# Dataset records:
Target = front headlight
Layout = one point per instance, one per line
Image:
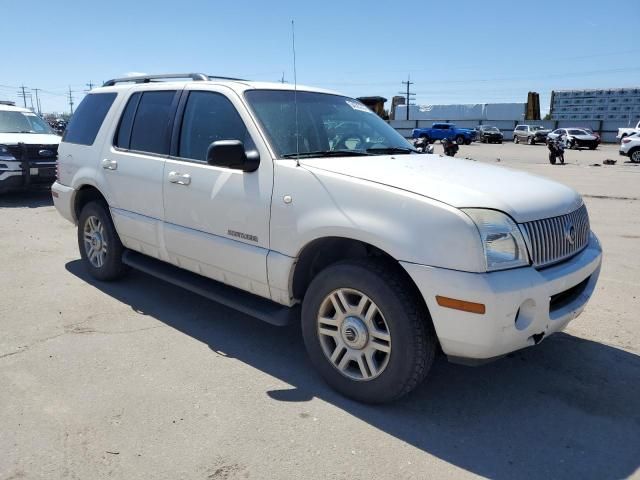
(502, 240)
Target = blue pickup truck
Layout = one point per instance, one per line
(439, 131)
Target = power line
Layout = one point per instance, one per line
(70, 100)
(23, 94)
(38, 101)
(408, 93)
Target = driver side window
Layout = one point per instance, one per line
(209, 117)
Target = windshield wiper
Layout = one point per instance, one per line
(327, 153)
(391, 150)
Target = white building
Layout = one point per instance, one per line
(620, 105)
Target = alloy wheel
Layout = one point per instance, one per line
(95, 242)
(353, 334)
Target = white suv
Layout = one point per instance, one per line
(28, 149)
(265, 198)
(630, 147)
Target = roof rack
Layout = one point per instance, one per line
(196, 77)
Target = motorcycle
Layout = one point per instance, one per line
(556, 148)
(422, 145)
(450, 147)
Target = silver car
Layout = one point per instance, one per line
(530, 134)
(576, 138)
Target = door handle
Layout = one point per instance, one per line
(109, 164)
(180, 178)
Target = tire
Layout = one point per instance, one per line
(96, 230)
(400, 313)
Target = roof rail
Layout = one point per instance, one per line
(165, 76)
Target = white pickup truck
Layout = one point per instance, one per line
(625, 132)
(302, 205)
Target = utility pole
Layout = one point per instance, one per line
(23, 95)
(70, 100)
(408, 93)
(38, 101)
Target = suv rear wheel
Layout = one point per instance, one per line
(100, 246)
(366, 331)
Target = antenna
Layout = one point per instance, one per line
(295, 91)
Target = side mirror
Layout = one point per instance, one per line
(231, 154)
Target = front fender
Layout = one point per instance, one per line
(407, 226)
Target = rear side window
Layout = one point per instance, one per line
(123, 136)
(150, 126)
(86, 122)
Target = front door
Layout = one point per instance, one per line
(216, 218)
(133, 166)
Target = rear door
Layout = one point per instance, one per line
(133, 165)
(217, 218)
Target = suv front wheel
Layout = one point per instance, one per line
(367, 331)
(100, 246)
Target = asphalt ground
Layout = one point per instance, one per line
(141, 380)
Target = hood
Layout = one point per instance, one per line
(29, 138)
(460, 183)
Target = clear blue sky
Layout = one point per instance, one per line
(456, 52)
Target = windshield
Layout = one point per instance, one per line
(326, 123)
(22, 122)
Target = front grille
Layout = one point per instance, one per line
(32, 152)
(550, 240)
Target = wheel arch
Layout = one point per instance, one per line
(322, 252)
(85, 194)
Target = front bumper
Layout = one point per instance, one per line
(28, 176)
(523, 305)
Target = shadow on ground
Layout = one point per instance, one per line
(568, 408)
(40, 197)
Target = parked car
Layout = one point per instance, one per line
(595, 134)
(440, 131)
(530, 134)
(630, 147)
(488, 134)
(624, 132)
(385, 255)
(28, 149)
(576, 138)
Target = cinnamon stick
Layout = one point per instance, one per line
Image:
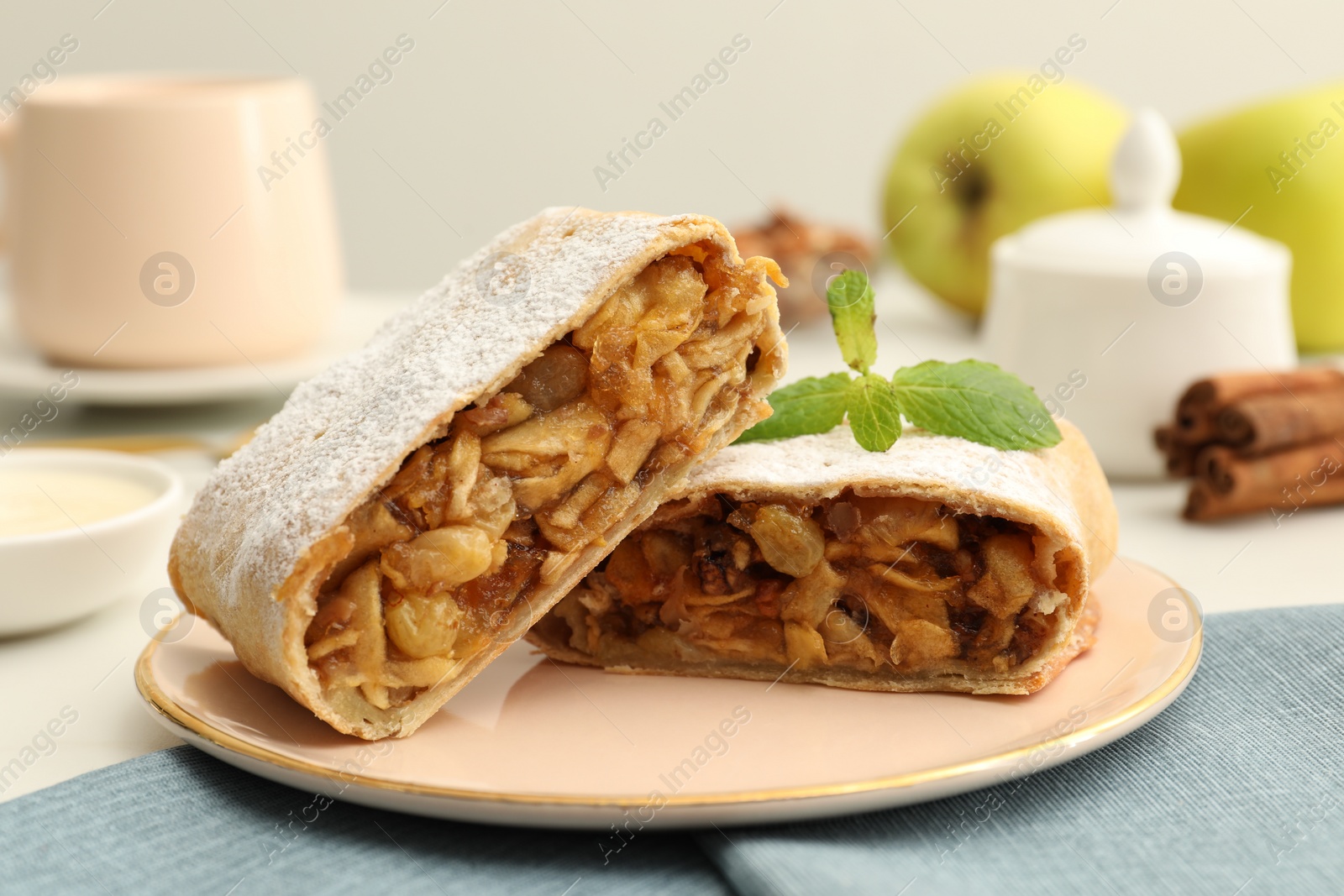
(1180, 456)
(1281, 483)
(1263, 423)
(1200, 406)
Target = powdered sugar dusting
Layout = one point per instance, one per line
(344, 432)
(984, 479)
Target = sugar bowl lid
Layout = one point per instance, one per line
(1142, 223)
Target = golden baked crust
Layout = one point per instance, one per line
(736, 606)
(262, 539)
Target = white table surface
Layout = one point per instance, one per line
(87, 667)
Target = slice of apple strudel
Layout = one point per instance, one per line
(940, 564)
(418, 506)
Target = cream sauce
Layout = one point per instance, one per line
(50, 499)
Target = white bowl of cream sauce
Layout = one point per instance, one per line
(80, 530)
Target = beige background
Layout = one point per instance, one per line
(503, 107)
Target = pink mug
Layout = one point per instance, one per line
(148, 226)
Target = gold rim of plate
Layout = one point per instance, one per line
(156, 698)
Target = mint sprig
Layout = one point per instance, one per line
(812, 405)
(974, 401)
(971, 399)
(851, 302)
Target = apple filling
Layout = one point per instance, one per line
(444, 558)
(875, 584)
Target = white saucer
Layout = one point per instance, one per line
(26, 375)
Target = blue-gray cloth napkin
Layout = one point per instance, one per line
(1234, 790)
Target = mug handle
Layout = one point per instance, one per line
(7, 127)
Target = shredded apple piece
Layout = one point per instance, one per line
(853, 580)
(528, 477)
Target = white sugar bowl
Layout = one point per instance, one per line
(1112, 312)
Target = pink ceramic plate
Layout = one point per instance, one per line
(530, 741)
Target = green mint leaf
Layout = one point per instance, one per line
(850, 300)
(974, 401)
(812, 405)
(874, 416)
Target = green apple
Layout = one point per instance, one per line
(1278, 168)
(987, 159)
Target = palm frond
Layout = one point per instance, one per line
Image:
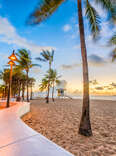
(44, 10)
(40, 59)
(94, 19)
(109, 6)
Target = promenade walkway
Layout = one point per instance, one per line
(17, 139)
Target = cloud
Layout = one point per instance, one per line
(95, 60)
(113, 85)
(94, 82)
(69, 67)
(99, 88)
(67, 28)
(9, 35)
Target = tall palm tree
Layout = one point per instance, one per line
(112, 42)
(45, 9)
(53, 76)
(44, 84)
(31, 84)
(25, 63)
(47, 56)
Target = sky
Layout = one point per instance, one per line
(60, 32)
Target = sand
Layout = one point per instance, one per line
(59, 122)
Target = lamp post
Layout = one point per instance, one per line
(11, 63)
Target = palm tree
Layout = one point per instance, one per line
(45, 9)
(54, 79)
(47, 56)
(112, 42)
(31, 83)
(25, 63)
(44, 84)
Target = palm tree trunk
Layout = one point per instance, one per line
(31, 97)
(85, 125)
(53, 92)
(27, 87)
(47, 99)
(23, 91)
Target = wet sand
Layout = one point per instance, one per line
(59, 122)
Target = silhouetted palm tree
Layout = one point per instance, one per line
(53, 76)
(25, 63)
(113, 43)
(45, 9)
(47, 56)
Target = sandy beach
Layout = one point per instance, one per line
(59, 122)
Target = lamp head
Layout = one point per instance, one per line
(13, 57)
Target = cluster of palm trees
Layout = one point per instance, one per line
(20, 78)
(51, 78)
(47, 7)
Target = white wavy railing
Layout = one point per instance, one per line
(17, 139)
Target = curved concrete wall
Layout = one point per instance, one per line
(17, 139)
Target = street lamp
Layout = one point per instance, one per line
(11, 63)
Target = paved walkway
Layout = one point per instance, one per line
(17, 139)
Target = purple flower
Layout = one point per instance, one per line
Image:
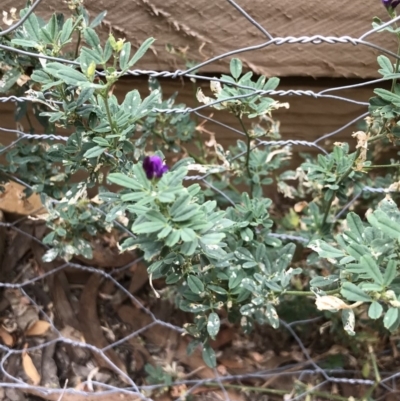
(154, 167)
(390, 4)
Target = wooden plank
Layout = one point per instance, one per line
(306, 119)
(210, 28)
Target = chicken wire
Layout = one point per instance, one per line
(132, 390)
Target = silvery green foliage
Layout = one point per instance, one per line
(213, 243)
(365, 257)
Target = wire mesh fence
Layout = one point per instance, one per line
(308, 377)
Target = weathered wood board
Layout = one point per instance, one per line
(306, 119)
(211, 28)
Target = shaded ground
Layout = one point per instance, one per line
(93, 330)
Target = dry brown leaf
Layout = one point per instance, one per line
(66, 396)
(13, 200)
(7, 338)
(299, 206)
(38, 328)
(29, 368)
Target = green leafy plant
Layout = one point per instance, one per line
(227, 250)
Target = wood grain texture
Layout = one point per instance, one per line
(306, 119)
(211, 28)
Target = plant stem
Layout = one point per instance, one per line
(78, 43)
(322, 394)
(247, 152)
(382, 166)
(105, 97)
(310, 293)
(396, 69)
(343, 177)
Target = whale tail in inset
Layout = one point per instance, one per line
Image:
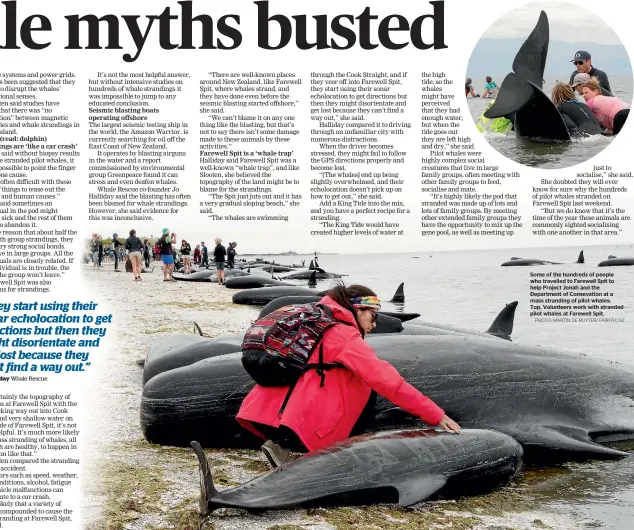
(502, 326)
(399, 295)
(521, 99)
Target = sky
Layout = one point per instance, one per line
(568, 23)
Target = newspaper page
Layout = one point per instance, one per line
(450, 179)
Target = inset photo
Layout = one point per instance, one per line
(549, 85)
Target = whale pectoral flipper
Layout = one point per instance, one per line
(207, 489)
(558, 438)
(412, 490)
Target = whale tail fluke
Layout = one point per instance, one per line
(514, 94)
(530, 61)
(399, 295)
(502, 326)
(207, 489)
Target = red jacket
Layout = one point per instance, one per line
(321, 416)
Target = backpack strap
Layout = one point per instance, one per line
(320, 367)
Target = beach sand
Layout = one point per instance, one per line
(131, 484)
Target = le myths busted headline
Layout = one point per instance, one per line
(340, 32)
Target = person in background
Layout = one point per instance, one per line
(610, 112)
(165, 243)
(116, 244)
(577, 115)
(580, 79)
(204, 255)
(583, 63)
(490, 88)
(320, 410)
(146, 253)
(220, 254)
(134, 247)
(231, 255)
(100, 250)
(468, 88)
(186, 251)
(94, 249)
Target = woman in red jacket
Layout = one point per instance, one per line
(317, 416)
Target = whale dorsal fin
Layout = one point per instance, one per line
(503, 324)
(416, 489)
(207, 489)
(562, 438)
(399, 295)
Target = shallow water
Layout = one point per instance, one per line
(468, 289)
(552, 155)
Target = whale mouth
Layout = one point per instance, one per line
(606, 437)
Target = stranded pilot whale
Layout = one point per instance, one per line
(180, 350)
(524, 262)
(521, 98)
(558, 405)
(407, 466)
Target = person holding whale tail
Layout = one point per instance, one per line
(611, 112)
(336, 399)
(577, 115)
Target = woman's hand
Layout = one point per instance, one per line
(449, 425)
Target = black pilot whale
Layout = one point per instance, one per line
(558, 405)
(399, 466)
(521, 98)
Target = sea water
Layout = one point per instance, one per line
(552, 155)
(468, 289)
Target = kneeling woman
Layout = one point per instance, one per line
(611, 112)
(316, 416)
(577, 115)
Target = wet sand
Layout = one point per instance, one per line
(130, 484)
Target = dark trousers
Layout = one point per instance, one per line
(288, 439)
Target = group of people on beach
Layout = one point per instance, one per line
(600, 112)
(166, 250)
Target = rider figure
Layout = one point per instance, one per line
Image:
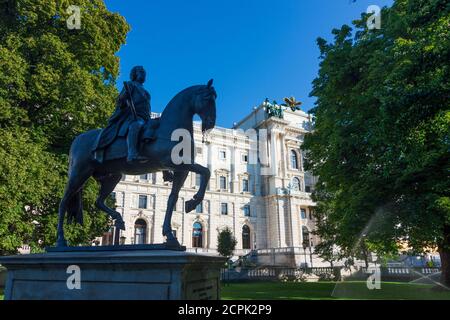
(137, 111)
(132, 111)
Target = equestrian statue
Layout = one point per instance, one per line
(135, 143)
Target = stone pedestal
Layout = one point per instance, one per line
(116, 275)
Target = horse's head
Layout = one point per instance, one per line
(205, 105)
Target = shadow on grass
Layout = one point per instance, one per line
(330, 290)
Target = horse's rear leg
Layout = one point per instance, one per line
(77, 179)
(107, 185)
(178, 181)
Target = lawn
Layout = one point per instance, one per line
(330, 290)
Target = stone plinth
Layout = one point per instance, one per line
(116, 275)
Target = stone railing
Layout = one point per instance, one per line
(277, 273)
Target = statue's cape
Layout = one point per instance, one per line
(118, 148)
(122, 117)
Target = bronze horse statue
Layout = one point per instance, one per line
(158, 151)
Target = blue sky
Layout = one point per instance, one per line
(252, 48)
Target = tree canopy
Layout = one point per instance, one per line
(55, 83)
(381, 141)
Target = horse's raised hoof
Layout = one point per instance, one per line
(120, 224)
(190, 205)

# STATED EXERCISE:
Produce an exact copy of the lines from the line containing "Target = sea water" through the last line of the records, with no pictures and no other text.

# ANSWER TO THIS PROBLEM:
Target = sea water
Layout = one point per instance, one per line
(552, 155)
(468, 289)
Target = kneeling woman
Layout = one point per instance, one per line
(611, 112)
(316, 416)
(577, 115)
Target = wet sand
Layout = one point per instance, one per line
(130, 484)
Target = dark trousers
Layout = one point per instance, one per line
(288, 439)
Target = group of people on beach
Layout = one point per instance, one per line
(600, 112)
(166, 250)
Target = rider figure
Layout = one point per instance, one per line
Image:
(137, 111)
(132, 111)
Target = equestrian statue
Layout = one point per instance, one per line
(135, 143)
Target = stone pedestal
Layout = one point per instance, one per line
(116, 275)
Target = horse's head
Layout = one point per instance, one per line
(205, 105)
Target = shadow on grass
Layout = one point per instance, one per line
(330, 290)
Target = horse's rear leg
Layout = one point per instance, one per line
(77, 179)
(107, 185)
(178, 181)
Target = lawn
Layout = one point per instance, one per line
(330, 290)
Target = stone plinth
Layout = one point per instance, one per line
(116, 275)
Target = stone railing
Layout = one point per instance, one per line
(277, 273)
Target = statue's cape
Layout = one point per instance, one per line
(118, 148)
(122, 117)
Target = bronze horse statue
Layout = one point per instance, one per line
(158, 151)
Target = blue sky
Layout = one point per instance, one per line
(252, 48)
Target = tree canopy
Layout = one point per instance, one per line
(55, 83)
(381, 141)
Target = horse's raised hoof
Layout = one point per instance, one per line
(120, 224)
(190, 205)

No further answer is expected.